■ **RECORDS FOR THIS EXERCISE**:
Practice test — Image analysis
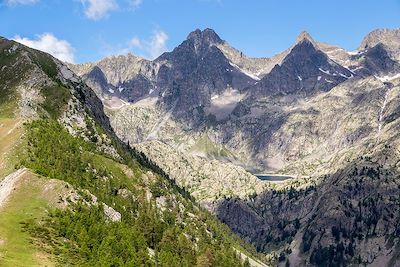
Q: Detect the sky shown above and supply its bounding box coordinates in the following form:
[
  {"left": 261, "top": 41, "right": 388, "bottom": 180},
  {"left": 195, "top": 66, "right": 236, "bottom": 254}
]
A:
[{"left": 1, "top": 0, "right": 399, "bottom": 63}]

---

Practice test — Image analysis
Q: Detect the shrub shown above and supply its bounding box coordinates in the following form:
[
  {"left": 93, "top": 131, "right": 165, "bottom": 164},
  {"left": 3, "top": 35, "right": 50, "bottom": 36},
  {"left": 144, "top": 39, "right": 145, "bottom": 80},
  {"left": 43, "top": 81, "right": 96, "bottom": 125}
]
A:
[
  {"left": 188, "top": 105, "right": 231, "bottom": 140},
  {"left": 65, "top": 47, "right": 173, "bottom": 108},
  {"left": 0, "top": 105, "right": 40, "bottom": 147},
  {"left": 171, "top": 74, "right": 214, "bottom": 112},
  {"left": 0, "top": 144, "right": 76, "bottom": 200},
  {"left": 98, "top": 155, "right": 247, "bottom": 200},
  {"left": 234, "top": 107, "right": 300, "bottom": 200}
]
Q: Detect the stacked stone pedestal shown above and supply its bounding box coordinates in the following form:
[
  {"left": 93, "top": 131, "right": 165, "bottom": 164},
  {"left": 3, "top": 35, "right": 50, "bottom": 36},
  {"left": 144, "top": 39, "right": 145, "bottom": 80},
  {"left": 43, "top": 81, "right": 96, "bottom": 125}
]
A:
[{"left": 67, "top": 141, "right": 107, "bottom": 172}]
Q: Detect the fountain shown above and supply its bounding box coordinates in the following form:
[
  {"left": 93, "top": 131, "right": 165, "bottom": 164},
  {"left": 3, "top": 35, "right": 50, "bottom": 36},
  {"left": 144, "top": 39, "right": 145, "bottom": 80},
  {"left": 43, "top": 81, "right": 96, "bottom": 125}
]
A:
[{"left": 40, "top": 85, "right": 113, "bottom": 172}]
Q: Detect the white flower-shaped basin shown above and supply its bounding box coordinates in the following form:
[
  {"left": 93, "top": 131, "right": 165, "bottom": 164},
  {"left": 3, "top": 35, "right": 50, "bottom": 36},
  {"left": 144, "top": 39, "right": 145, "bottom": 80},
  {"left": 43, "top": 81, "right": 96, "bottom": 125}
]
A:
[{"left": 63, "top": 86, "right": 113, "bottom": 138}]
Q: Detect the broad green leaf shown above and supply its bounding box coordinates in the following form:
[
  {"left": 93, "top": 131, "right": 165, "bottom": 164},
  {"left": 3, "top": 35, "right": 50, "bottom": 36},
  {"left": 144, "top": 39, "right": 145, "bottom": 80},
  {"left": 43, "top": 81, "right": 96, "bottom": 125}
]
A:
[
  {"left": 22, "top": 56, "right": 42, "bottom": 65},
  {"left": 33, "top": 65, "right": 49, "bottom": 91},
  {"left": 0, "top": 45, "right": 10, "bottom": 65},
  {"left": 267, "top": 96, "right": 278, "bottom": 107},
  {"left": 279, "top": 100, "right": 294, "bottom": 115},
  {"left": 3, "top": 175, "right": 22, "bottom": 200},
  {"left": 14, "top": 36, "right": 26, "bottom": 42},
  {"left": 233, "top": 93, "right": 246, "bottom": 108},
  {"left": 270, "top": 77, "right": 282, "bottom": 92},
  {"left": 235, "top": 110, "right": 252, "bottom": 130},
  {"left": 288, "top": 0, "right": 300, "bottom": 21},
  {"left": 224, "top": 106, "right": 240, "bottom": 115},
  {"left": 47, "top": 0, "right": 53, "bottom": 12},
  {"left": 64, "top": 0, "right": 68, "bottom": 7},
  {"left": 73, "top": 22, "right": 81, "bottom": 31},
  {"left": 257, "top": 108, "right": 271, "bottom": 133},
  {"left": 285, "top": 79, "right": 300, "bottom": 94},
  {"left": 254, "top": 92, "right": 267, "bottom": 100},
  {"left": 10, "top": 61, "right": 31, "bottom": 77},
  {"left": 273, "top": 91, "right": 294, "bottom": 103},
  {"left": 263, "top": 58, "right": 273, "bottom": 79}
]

■ **ACTIVITY**: Show the lines of the records that include the string "following".

■ **ANSWER SECTION**:
Q: Detect the sky shown above and supply its bounding box coordinates in the following form:
Q: Detect the shrub shown above and supply its bounding box coordinates in the following form:
Q: Detect the stacked stone pedestal shown above and supply its bounding box coordinates in the following form:
Q: Detect the fountain shown above and supply its bounding box coordinates in the following form:
Q: Detect the white flower-shaped basin shown above and supply its bounding box coordinates in the following form:
Q: Detect the broad green leaf shown above and supply its bounding box coordinates in the following form:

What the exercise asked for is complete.